What you have to do: Which lines of the data below contain the word "black"? Show each of those lines in full, and count a line only if the word matches in case.

Items drawn from a dataset:
************

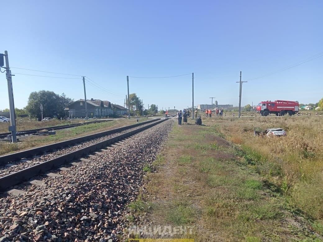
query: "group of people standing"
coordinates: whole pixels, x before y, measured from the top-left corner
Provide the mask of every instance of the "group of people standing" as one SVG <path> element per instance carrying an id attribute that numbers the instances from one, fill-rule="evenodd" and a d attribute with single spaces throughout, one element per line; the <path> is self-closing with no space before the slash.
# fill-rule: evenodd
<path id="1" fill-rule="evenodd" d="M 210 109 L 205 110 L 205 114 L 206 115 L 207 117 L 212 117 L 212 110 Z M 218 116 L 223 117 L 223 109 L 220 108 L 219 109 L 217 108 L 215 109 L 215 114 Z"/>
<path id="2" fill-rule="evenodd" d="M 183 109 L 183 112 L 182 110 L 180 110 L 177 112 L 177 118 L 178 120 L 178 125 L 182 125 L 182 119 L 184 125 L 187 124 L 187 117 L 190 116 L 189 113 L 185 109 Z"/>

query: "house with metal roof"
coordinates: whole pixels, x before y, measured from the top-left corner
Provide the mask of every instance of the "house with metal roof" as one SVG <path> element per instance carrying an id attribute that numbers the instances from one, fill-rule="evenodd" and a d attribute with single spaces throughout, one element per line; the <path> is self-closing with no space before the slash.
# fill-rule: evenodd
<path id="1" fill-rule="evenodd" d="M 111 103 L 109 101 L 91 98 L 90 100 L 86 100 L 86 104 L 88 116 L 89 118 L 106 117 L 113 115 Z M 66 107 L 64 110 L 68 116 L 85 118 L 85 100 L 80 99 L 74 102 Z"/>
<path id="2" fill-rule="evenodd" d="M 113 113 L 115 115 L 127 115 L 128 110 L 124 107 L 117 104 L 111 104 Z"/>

************

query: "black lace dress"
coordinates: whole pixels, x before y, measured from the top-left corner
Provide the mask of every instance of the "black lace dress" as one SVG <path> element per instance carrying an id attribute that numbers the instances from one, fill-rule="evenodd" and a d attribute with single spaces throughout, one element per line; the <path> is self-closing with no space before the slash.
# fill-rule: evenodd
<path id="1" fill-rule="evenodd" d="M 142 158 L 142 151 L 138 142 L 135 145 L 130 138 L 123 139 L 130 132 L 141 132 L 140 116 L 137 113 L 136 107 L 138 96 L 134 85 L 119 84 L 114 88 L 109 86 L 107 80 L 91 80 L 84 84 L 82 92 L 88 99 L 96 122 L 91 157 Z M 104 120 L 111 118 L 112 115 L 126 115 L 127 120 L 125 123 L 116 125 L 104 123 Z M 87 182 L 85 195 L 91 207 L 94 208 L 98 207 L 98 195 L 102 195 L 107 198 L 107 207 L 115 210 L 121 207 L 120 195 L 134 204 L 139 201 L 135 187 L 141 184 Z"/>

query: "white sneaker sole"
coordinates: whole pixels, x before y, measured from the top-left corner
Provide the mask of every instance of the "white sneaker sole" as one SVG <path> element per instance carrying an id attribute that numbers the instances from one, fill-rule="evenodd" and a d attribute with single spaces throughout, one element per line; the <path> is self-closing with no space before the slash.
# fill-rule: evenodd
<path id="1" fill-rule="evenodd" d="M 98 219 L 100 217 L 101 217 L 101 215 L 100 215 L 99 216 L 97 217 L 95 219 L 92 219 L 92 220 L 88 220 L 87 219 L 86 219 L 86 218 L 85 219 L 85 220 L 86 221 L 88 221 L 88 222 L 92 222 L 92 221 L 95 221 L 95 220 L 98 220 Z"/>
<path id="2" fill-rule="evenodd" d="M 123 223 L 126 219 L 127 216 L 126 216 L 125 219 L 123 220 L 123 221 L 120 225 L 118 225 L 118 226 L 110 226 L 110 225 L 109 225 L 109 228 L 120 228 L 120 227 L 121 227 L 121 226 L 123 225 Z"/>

************

Result below:
query: "black lace dress"
Provide the mask of every instance of the "black lace dress" as one SVG <path> element per instance carrying an id attribute that numbers the instances from one, fill-rule="evenodd" and a d attribute with single spaces throughout, one element per line; the <path> is self-closing with no space before the slash.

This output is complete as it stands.